■ **INSTRUCTION**:
Please write out all of the data below word for word, omitting the pictures.

■ **RECORDS FOR PROCESSING**:
## Start

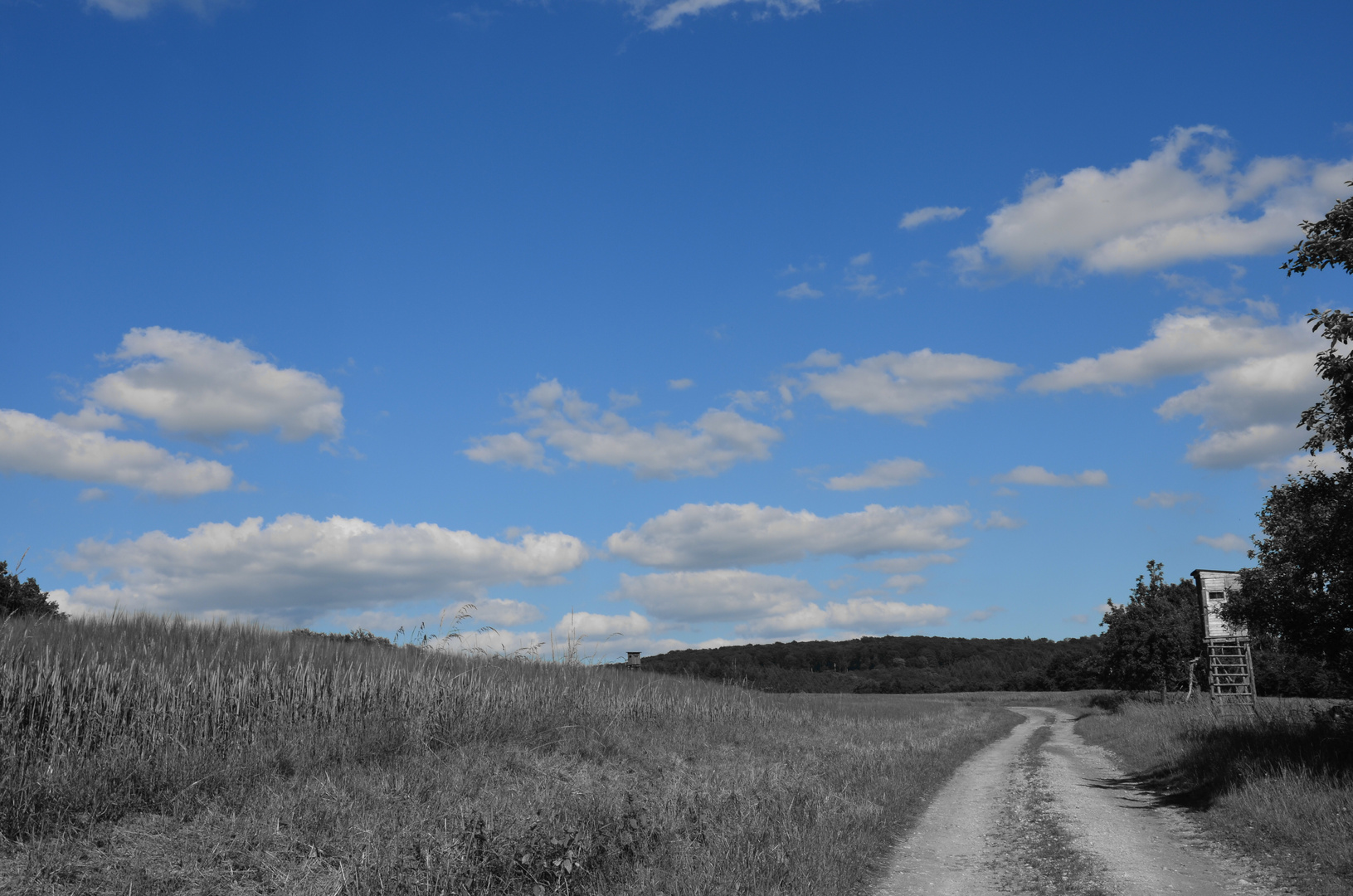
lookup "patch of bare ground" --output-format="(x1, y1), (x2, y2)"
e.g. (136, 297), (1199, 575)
(877, 707), (1295, 896)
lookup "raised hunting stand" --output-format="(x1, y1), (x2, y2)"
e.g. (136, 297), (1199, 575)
(1194, 570), (1254, 716)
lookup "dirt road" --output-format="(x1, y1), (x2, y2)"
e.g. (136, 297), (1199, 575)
(875, 707), (1293, 896)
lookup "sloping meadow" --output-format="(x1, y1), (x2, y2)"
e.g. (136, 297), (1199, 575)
(0, 616), (1014, 896)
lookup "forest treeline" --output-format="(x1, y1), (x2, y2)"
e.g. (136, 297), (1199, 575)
(641, 635), (1338, 697)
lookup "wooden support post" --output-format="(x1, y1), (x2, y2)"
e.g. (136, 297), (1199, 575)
(1207, 637), (1254, 716)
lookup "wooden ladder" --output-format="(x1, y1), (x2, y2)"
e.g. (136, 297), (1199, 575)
(1207, 637), (1254, 716)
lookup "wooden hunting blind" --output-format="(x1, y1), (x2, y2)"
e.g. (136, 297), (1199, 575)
(1194, 570), (1254, 714)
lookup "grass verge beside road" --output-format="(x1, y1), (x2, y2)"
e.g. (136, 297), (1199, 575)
(1076, 699), (1353, 896)
(0, 617), (1016, 896)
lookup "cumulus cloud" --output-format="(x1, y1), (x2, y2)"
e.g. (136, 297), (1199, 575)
(606, 504), (969, 570)
(1020, 313), (1321, 394)
(855, 553), (955, 572)
(1194, 532), (1250, 553)
(89, 326), (343, 441)
(0, 410), (234, 497)
(992, 465), (1108, 487)
(897, 206), (967, 230)
(963, 606), (1005, 622)
(737, 597), (948, 636)
(62, 513), (587, 624)
(1021, 313), (1323, 468)
(461, 433), (553, 472)
(467, 597), (540, 626)
(973, 510), (1024, 529)
(827, 457), (931, 491)
(952, 124), (1353, 274)
(464, 379), (783, 480)
(609, 570), (819, 622)
(609, 570), (948, 636)
(789, 348), (1019, 425)
(776, 280), (823, 299)
(1132, 491), (1199, 508)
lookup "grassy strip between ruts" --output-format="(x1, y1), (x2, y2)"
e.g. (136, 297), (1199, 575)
(1076, 699), (1353, 896)
(0, 617), (1015, 896)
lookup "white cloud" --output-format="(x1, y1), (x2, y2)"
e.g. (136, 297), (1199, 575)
(85, 0), (234, 19)
(629, 0), (820, 32)
(1021, 313), (1323, 468)
(897, 206), (967, 230)
(460, 433), (553, 472)
(464, 380), (783, 480)
(0, 410), (234, 497)
(992, 465), (1108, 487)
(90, 326), (343, 441)
(470, 597), (540, 626)
(963, 606), (1005, 622)
(827, 457), (931, 491)
(606, 504), (969, 570)
(1132, 491), (1200, 508)
(883, 572), (926, 594)
(973, 510), (1024, 529)
(1194, 532), (1250, 553)
(737, 597), (948, 636)
(1156, 351), (1323, 468)
(952, 124), (1353, 274)
(776, 280), (823, 299)
(51, 402), (127, 431)
(1020, 314), (1321, 392)
(62, 513), (587, 622)
(609, 570), (948, 636)
(609, 570), (819, 622)
(793, 348), (1019, 425)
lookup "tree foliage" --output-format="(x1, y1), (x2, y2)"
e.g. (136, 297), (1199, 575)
(643, 635), (1100, 694)
(1299, 308), (1353, 465)
(1100, 560), (1203, 693)
(1223, 468), (1353, 676)
(0, 560), (66, 619)
(1223, 182), (1353, 690)
(1282, 180), (1353, 276)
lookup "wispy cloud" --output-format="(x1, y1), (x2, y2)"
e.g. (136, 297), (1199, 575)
(897, 206), (967, 230)
(952, 124), (1353, 275)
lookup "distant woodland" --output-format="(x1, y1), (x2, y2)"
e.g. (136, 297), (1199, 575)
(643, 635), (1338, 697)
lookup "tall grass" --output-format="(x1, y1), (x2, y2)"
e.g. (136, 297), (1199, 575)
(0, 616), (1010, 896)
(1077, 699), (1353, 894)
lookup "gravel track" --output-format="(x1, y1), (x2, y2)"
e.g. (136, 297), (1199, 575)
(874, 707), (1295, 896)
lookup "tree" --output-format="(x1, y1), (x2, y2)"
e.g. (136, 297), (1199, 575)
(1100, 560), (1203, 699)
(1223, 468), (1353, 684)
(0, 560), (66, 619)
(1223, 182), (1353, 684)
(1280, 180), (1353, 276)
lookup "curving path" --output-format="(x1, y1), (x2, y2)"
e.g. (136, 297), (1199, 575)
(875, 707), (1292, 896)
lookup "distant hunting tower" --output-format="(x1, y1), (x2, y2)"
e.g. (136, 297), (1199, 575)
(1194, 570), (1254, 716)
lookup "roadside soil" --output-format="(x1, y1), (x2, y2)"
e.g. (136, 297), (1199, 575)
(874, 707), (1296, 896)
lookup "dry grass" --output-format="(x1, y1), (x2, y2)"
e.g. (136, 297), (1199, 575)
(0, 617), (1015, 896)
(1077, 699), (1353, 894)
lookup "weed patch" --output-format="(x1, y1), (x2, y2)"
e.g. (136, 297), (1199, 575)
(0, 617), (1014, 896)
(1077, 699), (1353, 894)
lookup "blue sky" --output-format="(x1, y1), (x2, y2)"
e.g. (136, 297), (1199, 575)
(0, 0), (1353, 656)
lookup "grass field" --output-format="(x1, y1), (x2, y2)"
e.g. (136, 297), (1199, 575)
(1077, 699), (1353, 896)
(0, 617), (1015, 896)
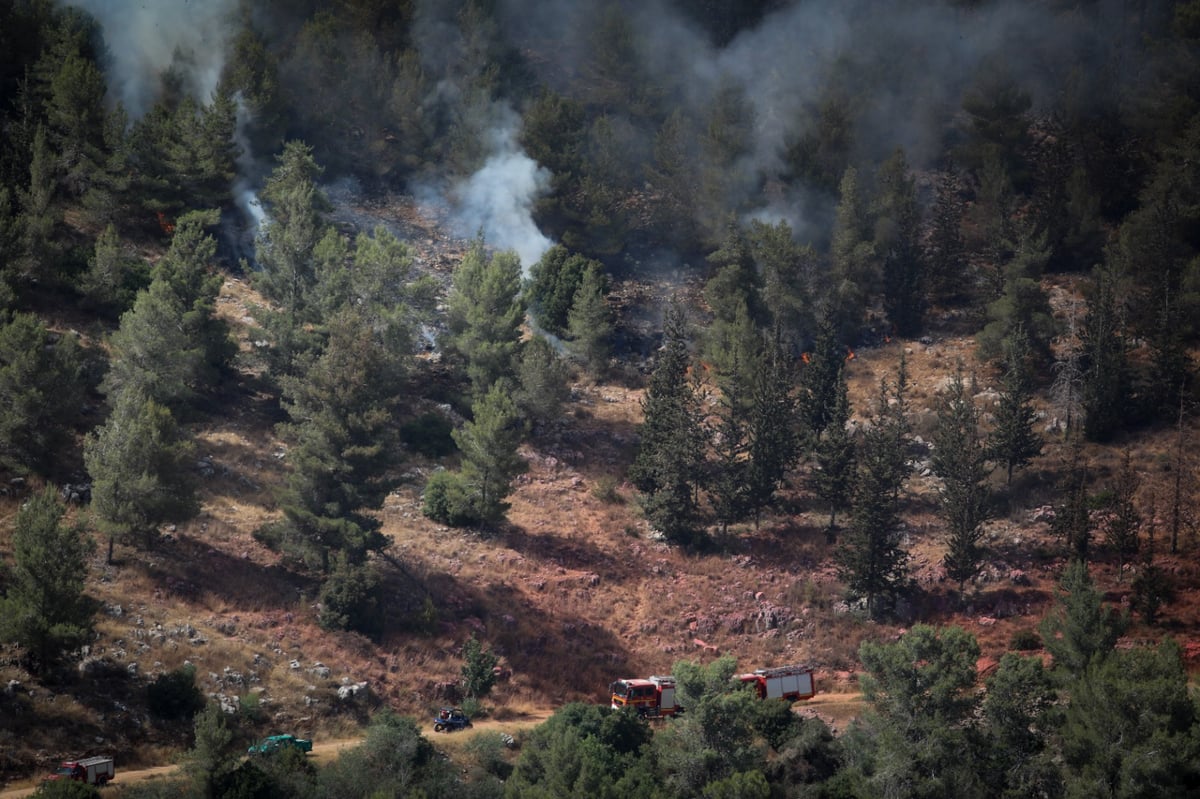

## End

■ **WORKED SOLUTION**:
lookup "patch of bare ground" --output-format="(x1, y1), (x2, y2)"
e.g. (136, 297), (1199, 575)
(877, 707), (1295, 896)
lookup "raised hunting stand" --output-format="(x1, y1), (x2, y2)"
e.g. (136, 297), (1199, 575)
(1194, 570), (1254, 716)
lookup "dirt road" --output-format="(x1, y1), (x2, y2)"
e.g. (136, 297), (1199, 575)
(875, 707), (1293, 896)
lookup "sloping meadow" --output-format="(x1, y1), (x2, y2)"
e.g. (136, 297), (1199, 575)
(0, 616), (1014, 896)
lookup "forest treeline" --output-format="(x1, y1), (x2, y2)"
e.g. (136, 297), (1199, 575)
(641, 635), (1338, 697)
lookup "wooden support post" --output-format="(x1, y1), (x2, y2)"
e.g. (136, 297), (1199, 575)
(1207, 637), (1254, 716)
lookup "wooden ladder" --output-format="(x1, y1), (x2, y2)"
e.g. (136, 297), (1199, 575)
(1207, 637), (1254, 716)
lookup "wooden hunting blind" --output-format="(x1, y1), (x2, y2)"
e.g. (136, 297), (1199, 575)
(1194, 570), (1254, 714)
lookup "grass verge beside road" --output-format="(x1, y1), (x2, y2)"
e.g. (136, 297), (1199, 575)
(1076, 699), (1353, 896)
(0, 617), (1016, 896)
lookup "cumulus cloud" --output-format="(x1, y1), (x2, y2)"
e.g. (136, 297), (1199, 575)
(606, 504), (969, 570)
(1020, 313), (1321, 394)
(855, 553), (955, 572)
(1194, 532), (1250, 553)
(89, 326), (343, 441)
(0, 410), (234, 497)
(992, 465), (1108, 487)
(897, 206), (967, 230)
(963, 606), (1005, 622)
(737, 597), (948, 636)
(62, 513), (587, 624)
(1021, 313), (1323, 468)
(461, 433), (553, 472)
(467, 597), (540, 626)
(973, 510), (1024, 529)
(827, 457), (931, 491)
(952, 124), (1353, 274)
(464, 379), (783, 480)
(609, 570), (819, 622)
(609, 570), (948, 636)
(789, 348), (1019, 425)
(776, 280), (823, 299)
(1132, 491), (1199, 508)
lookup "grassy strip between ruts" --output-format="(x1, y1), (x2, y2)"
e.g. (136, 297), (1199, 575)
(1076, 699), (1353, 896)
(0, 617), (1015, 896)
lookup "white cloud" --output-format="(x1, y1), (x2, y2)"
e.g. (136, 297), (1199, 575)
(85, 0), (234, 19)
(629, 0), (820, 32)
(1021, 313), (1323, 468)
(897, 206), (967, 230)
(460, 433), (553, 472)
(464, 380), (783, 480)
(0, 410), (234, 497)
(992, 465), (1108, 487)
(90, 326), (343, 441)
(470, 597), (540, 626)
(963, 606), (1005, 622)
(827, 457), (931, 491)
(606, 504), (969, 570)
(1132, 491), (1200, 508)
(883, 572), (926, 594)
(973, 510), (1024, 529)
(1194, 532), (1250, 553)
(737, 597), (948, 636)
(1156, 351), (1323, 468)
(952, 124), (1353, 274)
(776, 280), (823, 299)
(51, 402), (127, 431)
(1020, 314), (1321, 392)
(62, 513), (587, 622)
(609, 570), (948, 636)
(609, 570), (819, 622)
(793, 348), (1019, 425)
lookup "tree foliage" --output-format="(x1, y1), (x2, y2)"
e.g. (136, 297), (1199, 575)
(643, 635), (1100, 694)
(1299, 308), (1353, 465)
(1100, 560), (1203, 693)
(1223, 468), (1353, 676)
(0, 560), (66, 619)
(1223, 182), (1353, 690)
(1282, 180), (1353, 276)
lookup "wispy cloud" --output-format="(x1, y1), (x2, y2)"
e.g. (136, 297), (1199, 575)
(897, 206), (967, 230)
(952, 124), (1353, 275)
lookup "distant woodland" --output-format="(x1, y1), (x2, y2)"
e.g. (136, 297), (1199, 575)
(643, 635), (1338, 697)
lookup "tall grass" --output-format="(x1, y1), (x2, y2)"
e.g. (136, 297), (1199, 575)
(0, 616), (1010, 896)
(1077, 699), (1353, 894)
lookup "gravel track" --output-format="(x1, y1), (x2, y2)"
e.g. (136, 297), (1199, 575)
(874, 707), (1295, 896)
lookup "tree" --output-format="(x1, y1), (x2, y2)"
e.g. (136, 297), (1199, 575)
(1100, 560), (1203, 699)
(1223, 468), (1353, 684)
(0, 560), (66, 619)
(1223, 182), (1353, 684)
(1280, 180), (1353, 276)
lookup "curving path" --output-format="(x1, y1), (x2, y2)"
e.g. (136, 297), (1199, 575)
(875, 707), (1292, 896)
lookup "distant hunting tower" --output-format="(x1, y1), (x2, y2)"
e.g. (136, 297), (1199, 575)
(1194, 570), (1254, 716)
lookup "roadside soil" --output-format="(x1, y1), (x2, y2)"
e.g. (136, 297), (1199, 575)
(874, 707), (1296, 896)
lookup "dry grass" --output-format="(x1, y1), (x2, y2)"
e.g. (136, 297), (1199, 575)
(0, 617), (1015, 896)
(1077, 699), (1353, 894)
lookup "weed patch" --output-format="(x1, y1), (x2, y2)"
e.g. (136, 297), (1199, 575)
(0, 617), (1014, 896)
(1077, 699), (1353, 894)
lookup "blue sky" --output-format="(x1, y1), (x2, y2)"
e.g. (136, 297), (1199, 575)
(0, 0), (1353, 656)
lookup "grass field" --output-format="(x1, y1), (x2, y2)"
e.g. (136, 297), (1199, 575)
(1077, 699), (1353, 896)
(0, 617), (1015, 896)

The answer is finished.